TASK TO COMPLETE -
Reproduce the listing below word for word, omitting the pictures.

[start of RECORDS FOR THIS TASK]

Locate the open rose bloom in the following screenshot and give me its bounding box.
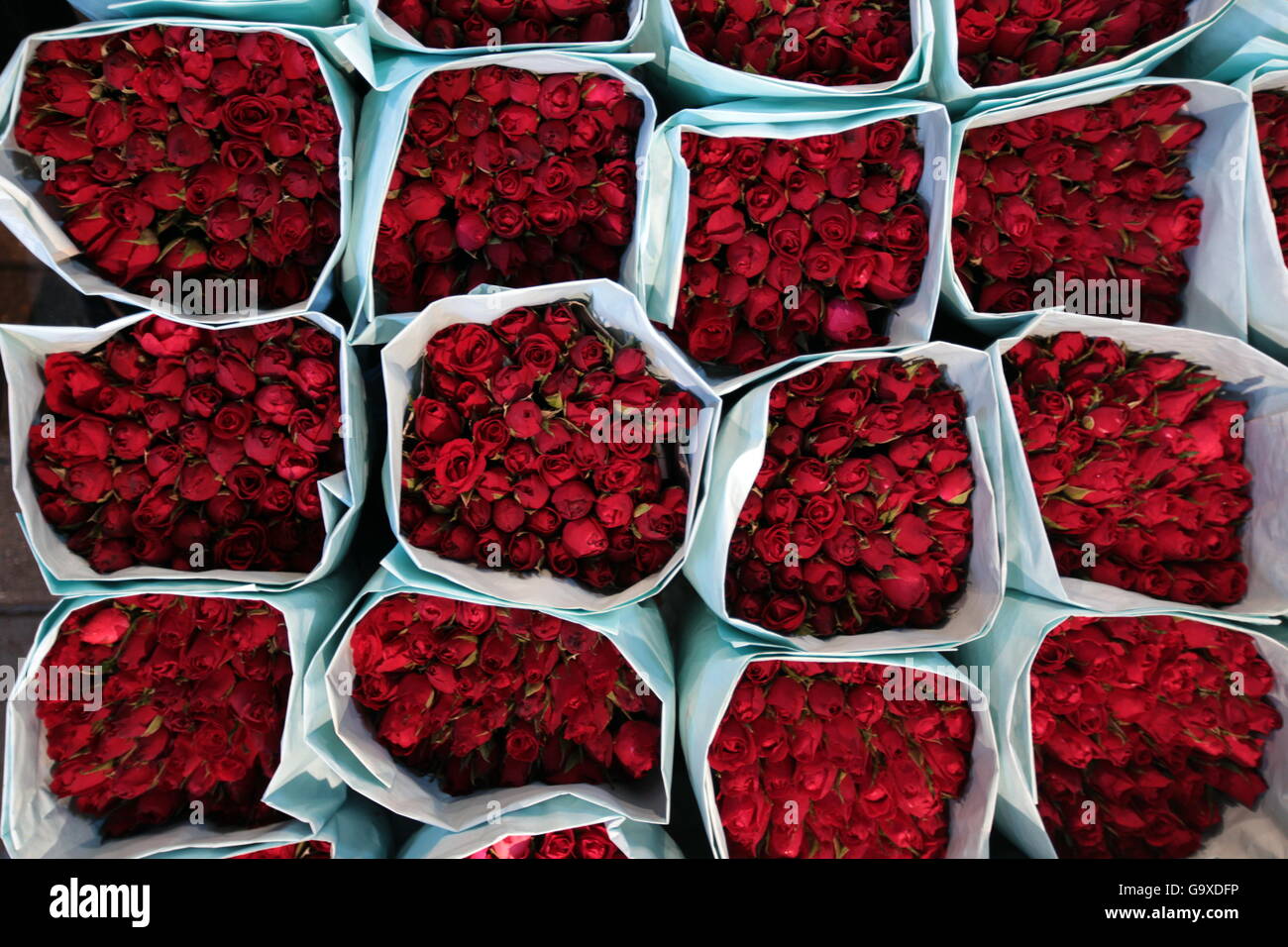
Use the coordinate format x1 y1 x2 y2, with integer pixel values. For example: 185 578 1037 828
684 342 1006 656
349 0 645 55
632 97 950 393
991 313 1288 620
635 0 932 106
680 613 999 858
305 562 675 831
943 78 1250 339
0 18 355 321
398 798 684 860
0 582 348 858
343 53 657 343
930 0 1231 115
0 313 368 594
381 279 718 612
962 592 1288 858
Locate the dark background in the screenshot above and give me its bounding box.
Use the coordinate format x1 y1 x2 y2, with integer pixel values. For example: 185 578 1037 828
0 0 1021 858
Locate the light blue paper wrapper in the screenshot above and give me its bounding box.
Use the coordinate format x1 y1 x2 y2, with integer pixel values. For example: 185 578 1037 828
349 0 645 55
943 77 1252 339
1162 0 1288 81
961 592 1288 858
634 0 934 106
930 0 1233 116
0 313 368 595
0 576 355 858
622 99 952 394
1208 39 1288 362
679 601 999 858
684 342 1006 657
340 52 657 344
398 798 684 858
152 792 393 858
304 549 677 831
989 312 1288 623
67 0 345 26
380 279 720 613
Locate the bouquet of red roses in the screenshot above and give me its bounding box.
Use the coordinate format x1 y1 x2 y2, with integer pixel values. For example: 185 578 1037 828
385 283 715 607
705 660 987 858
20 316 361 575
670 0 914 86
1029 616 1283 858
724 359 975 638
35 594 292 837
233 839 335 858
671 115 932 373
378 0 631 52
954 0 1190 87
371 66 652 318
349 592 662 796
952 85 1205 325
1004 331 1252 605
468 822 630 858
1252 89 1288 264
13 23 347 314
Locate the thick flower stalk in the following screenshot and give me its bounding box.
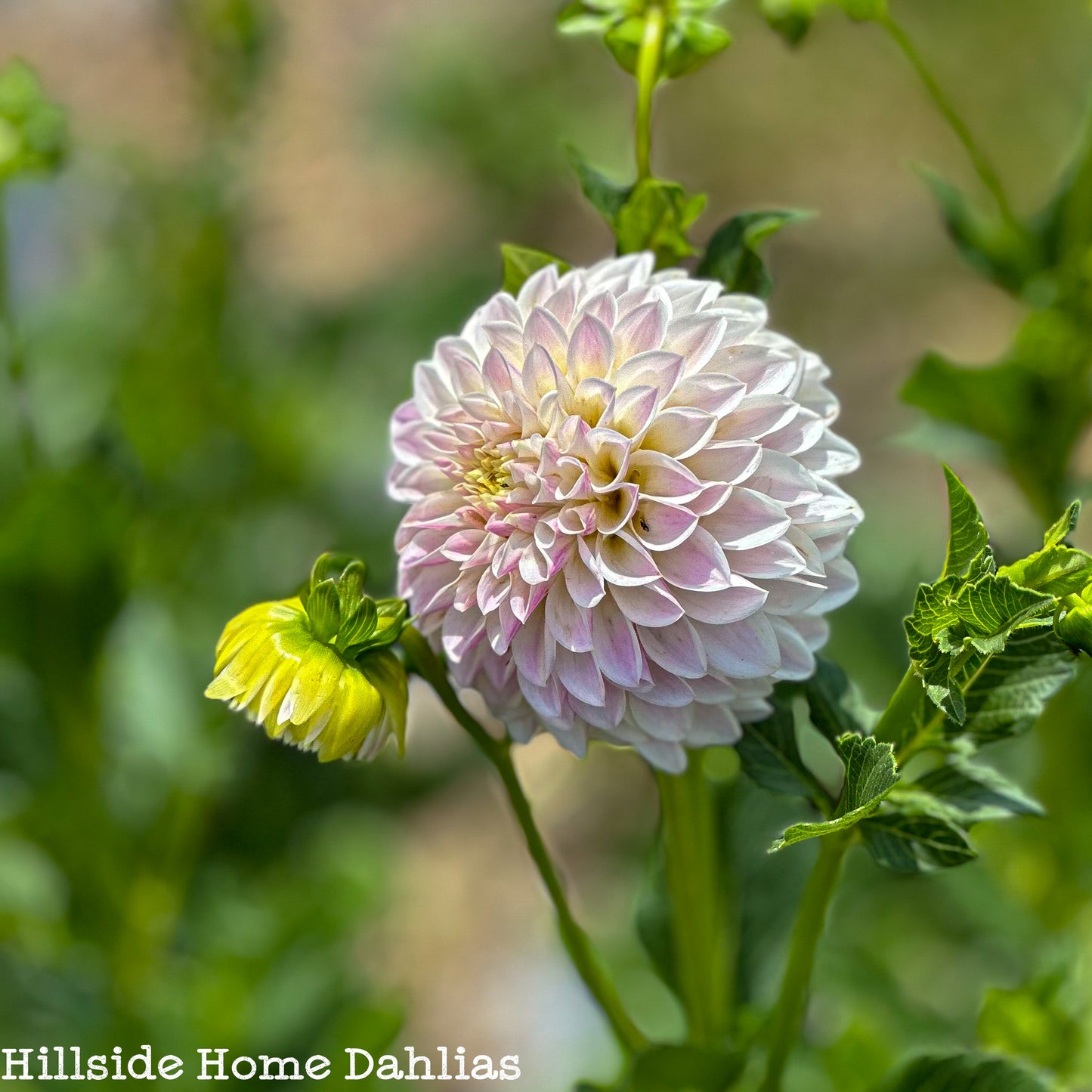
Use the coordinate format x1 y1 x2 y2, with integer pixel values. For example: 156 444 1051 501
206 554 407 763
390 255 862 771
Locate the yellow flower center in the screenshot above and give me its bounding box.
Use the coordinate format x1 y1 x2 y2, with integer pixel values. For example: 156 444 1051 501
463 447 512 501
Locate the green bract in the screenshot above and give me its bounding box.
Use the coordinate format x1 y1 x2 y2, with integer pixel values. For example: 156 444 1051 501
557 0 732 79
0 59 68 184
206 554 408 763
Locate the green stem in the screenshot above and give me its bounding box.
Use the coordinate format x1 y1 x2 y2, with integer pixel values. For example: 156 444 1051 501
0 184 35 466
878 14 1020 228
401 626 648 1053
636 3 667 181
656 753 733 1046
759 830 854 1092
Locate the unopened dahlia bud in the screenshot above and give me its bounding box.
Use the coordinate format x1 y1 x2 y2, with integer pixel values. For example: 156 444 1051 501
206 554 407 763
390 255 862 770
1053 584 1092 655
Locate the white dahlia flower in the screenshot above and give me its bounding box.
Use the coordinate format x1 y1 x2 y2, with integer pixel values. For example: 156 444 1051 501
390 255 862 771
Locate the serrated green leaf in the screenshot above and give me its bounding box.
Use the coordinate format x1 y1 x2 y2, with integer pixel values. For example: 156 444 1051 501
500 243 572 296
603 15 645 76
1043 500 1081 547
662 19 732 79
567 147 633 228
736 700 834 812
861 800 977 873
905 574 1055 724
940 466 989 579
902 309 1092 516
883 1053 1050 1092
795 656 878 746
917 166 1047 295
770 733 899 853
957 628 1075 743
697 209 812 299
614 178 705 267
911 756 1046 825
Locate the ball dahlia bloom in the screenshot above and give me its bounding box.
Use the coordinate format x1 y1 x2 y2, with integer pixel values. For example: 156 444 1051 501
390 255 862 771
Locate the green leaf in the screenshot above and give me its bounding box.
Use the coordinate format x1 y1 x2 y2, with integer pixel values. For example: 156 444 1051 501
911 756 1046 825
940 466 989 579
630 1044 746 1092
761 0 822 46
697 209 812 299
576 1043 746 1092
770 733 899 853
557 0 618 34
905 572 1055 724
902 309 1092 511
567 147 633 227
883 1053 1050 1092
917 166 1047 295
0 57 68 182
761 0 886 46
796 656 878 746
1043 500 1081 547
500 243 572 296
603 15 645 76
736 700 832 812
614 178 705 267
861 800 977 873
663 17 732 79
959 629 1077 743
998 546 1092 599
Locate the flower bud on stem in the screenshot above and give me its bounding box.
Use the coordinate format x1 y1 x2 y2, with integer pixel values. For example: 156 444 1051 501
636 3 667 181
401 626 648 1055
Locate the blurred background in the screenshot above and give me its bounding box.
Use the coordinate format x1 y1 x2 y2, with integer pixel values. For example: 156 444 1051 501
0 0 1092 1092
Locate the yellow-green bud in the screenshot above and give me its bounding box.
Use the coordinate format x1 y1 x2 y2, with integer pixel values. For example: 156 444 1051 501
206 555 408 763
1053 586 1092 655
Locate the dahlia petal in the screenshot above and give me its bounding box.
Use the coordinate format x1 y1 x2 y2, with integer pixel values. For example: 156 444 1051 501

[end of RECORDS FOR THIS TASK]

WORKED SOLUTION -
Locate the open rose bloom in the following screenshot and give me its bounding box.
Use the coordinate format x1 y1 x2 y2, with integer pixel values. For example: 185 578 1037 828
684 342 1006 656
349 0 645 55
632 97 950 393
991 313 1288 620
635 0 932 106
680 613 999 858
305 562 675 831
943 78 1250 339
0 18 355 321
398 798 684 860
0 582 348 858
343 53 657 343
930 0 1231 115
0 313 368 594
381 279 718 612
962 592 1288 858
Locate the dark background in the screenshot above and give me its bounding box.
Use the coordinate format x1 y1 x2 y2, with integer pixel values. For example: 185 578 1037 828
0 0 1021 858
Locate the light blue paper wrapper in the screenshot above and give me its bounding box.
Use the coordinate format x1 y1 x2 y2, with integer pixel values. For example: 185 578 1037 828
349 0 645 55
943 77 1252 339
1162 0 1288 81
961 592 1288 858
634 0 934 106
930 0 1233 116
0 313 368 595
0 576 355 858
622 99 952 394
1208 39 1288 362
679 601 999 858
684 342 1006 657
340 52 657 344
398 798 684 858
152 792 393 858
304 549 677 831
989 312 1288 623
67 0 345 26
380 279 720 613
Locate the bouquet of red roses in the screenshot above and give me its bounding box.
Use the coordinate format x1 y1 x2 y2, with integer pixel values. For example: 185 578 1037 828
385 283 715 607
705 660 987 858
20 316 361 575
670 0 914 86
1029 616 1283 858
724 359 975 638
35 594 292 837
233 839 335 858
671 115 932 373
378 0 631 52
954 0 1190 87
371 66 652 318
349 592 662 796
952 85 1205 325
1004 331 1252 605
468 822 630 858
1252 89 1288 264
13 23 347 314
Locate the thick flower stalk in the following screenshot and give me its bounding box.
Use the coordinate format x1 y1 x2 y2, with integer pixel values. For example: 156 444 1051 501
206 554 407 763
390 255 862 771
Locate the yellow flower center in the screenshot above and give me its bounding box.
Use the coordinate format x1 y1 x2 y2, with integer pixel values. For example: 156 444 1051 501
463 447 512 501
Locate the green bract in the screenshot above and give me its bounding box.
Use the coordinate format x1 y1 x2 y2, with integer pixel values. For example: 156 444 1051 501
557 0 732 79
0 59 68 184
206 554 408 763
Locate the green stem in the screenshot above and give me its bounding box.
Use the coordinate format x1 y1 x2 y2, with integer pixel values. For example: 156 444 1051 501
0 184 35 466
878 14 1020 228
401 626 648 1053
636 3 667 181
656 753 733 1046
759 830 854 1092
Locate the unopened dahlia bud in the screenshot above and give me its bounding box.
Use the coordinate format x1 y1 x2 y2, with integer pixel values. For example: 156 444 1051 501
206 554 407 763
390 255 862 770
1053 584 1092 655
Locate the white dahlia flower in the screenshot above and give me its bounding box.
Use the coordinate format x1 y1 x2 y2, with integer pixel values. For example: 156 444 1051 501
390 255 862 771
Locate the serrated green leaf in the screenshot above and give me its bounding box.
Use the coordinate format x1 y1 x2 y2, with integer pixel values. For example: 156 444 1051 501
500 243 572 296
603 15 645 76
1043 500 1081 547
662 19 732 79
567 147 633 228
736 700 834 812
861 800 977 873
905 574 1055 724
940 466 989 579
902 309 1092 516
883 1053 1050 1092
795 656 878 746
917 166 1047 295
770 733 899 853
957 628 1075 743
697 209 812 299
614 178 705 267
911 756 1046 825
Locate the ball dahlia bloom in the screenshot above and give me its bounding box.
Use the coordinate format x1 y1 x2 y2, with integer pixel values. For example: 156 444 1051 501
390 255 862 771
Locate the green leaf in the screenshot above and give me its bounding box.
Use the coordinate format x1 y1 x2 y2, with integer pixel values. For example: 156 444 1051 501
911 756 1046 825
940 466 989 579
630 1044 746 1092
761 0 822 46
697 209 812 299
576 1043 746 1092
770 733 899 853
557 0 618 34
905 572 1055 724
902 309 1092 511
567 147 633 227
883 1053 1050 1092
917 166 1047 295
0 57 68 182
761 0 886 46
796 656 878 746
1043 500 1081 547
500 243 572 296
603 15 645 76
736 700 832 812
614 178 705 267
861 800 977 873
663 17 732 79
959 629 1077 743
998 546 1092 599
Locate the flower bud on stem in the screenshot above and give me its bounding box.
Use the coordinate format x1 y1 x2 y2, with integer pixel values. For example: 156 444 1051 501
636 3 667 181
401 626 648 1055
Locate the blurred background in the screenshot above and give me its bounding box.
Use the coordinate format x1 y1 x2 y2, with integer pixel values. For example: 156 444 1051 501
0 0 1092 1092
Locate the yellow-green bud in the screenshot above and give me its bounding box.
Use the coordinate format x1 y1 x2 y2, with integer pixel values. For example: 156 444 1051 501
206 555 408 763
1053 586 1092 655
Locate the dahlia petal in the screenshot above and give me its bounding box.
Use the coordinate format x1 y1 x2 y2, with integer pixel values. For example: 156 444 1051 501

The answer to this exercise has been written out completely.